What is asked:
Transcribe the tail of the listing: start at the line containing "of the fallen" and stop after the last line, keeping every character as is and adding nothing.

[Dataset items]
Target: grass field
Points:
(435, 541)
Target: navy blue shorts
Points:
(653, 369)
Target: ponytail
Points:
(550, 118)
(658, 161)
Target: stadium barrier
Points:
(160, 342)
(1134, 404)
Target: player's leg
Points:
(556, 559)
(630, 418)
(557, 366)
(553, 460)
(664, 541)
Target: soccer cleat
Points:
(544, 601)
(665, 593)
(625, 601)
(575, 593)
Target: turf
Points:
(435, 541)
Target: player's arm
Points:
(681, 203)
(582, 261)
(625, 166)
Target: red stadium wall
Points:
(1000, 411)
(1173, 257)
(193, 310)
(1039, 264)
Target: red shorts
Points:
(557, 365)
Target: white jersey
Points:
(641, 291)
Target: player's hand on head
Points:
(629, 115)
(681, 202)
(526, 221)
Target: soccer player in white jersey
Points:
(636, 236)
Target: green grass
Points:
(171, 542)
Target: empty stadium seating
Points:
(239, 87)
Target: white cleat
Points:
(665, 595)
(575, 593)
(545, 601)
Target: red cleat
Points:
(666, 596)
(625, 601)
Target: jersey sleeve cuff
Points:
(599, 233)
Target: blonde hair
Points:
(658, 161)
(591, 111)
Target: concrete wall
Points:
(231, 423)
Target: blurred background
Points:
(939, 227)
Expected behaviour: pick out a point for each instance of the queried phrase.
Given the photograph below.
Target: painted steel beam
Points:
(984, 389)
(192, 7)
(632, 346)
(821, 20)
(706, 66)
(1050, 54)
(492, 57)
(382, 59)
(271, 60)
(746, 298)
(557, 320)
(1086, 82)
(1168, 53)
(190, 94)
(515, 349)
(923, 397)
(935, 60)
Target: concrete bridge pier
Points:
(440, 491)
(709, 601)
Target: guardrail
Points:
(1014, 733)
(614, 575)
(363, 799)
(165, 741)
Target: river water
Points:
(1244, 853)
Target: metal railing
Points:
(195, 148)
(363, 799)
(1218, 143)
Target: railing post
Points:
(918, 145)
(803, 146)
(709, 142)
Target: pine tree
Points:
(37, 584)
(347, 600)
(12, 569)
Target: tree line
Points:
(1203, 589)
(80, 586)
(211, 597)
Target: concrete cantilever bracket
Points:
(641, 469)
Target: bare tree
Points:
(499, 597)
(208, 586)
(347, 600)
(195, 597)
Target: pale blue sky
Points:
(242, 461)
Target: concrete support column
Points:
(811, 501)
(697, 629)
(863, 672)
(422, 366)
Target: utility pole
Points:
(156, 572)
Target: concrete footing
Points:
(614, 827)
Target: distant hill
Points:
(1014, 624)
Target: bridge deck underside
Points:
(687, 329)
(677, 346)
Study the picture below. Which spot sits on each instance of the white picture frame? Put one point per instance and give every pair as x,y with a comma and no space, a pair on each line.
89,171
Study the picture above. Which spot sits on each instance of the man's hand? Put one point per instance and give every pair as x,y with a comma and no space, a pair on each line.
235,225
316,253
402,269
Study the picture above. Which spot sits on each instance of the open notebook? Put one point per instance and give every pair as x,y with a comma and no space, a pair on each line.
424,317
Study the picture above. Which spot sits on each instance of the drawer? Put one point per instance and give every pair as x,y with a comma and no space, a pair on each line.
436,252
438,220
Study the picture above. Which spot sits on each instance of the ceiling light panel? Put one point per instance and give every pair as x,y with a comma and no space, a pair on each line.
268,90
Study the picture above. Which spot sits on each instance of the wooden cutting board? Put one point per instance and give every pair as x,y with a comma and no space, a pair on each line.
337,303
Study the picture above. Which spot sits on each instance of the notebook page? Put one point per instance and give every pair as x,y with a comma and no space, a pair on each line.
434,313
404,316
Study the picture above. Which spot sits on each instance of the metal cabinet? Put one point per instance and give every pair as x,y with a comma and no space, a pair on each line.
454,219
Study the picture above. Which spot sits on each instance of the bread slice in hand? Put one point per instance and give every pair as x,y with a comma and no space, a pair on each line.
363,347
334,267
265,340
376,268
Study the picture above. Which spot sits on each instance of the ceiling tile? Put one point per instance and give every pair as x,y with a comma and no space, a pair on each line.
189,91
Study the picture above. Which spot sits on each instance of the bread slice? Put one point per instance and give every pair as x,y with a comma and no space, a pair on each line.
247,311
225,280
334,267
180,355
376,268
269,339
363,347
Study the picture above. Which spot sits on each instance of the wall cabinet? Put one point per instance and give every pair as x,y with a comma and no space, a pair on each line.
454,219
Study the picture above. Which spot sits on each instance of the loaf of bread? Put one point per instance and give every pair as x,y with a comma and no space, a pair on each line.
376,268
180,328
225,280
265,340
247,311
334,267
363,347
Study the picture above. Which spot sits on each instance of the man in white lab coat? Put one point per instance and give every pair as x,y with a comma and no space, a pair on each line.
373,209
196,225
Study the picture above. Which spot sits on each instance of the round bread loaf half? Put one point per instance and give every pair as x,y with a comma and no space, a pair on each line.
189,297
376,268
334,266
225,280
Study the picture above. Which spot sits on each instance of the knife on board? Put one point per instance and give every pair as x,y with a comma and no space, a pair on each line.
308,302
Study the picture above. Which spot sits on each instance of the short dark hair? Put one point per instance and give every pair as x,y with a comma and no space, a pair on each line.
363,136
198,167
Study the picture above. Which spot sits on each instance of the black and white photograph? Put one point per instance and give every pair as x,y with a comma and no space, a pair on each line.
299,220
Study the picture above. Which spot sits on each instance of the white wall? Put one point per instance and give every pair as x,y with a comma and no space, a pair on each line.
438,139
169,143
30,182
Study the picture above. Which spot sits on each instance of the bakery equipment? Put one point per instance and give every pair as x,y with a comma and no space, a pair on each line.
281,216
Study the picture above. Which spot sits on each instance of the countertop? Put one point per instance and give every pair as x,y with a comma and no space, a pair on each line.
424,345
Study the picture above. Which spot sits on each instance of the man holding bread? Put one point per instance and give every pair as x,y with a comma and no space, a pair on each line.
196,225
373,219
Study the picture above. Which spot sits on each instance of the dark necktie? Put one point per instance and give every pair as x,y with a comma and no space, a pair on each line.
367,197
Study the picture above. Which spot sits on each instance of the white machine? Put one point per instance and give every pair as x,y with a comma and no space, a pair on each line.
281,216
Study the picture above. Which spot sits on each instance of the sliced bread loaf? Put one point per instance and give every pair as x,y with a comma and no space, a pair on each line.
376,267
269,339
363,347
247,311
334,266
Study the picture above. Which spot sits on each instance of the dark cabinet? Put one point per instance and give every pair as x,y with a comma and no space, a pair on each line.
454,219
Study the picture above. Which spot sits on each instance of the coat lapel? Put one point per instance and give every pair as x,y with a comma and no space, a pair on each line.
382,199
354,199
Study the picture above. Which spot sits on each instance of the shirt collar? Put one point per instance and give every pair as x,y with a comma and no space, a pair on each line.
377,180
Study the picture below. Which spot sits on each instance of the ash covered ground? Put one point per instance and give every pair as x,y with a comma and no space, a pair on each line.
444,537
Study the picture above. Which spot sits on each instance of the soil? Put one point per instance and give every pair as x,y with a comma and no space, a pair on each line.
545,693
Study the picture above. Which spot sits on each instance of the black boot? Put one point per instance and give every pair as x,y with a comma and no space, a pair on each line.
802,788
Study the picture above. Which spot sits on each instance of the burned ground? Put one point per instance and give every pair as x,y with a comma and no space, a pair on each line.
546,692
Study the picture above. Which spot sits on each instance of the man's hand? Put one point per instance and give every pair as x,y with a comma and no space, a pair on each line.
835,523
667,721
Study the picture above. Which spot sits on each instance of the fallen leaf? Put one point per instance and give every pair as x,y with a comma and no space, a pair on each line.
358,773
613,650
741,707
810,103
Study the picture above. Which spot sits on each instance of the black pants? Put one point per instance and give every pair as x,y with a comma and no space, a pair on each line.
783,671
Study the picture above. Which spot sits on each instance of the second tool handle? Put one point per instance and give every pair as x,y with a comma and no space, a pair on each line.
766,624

Answer to the exercise:
Study the picture above. Which spot sits on each instance of the fallen leaf? Put one point per instance and give every pair as x,y with a comma and no space, a pair on each line.
358,773
613,650
741,707
810,103
Study the picture above. Which spot sits on each instance of the black pants? Put one point per instance and give every pair as x,y with a comma and no space, a pair on each line.
783,671
Study the picture above. Which spot sits on each instance of the second tool handle? Put one point per instance and give every pair as x,y with a comma and no space, a pair on each line.
766,624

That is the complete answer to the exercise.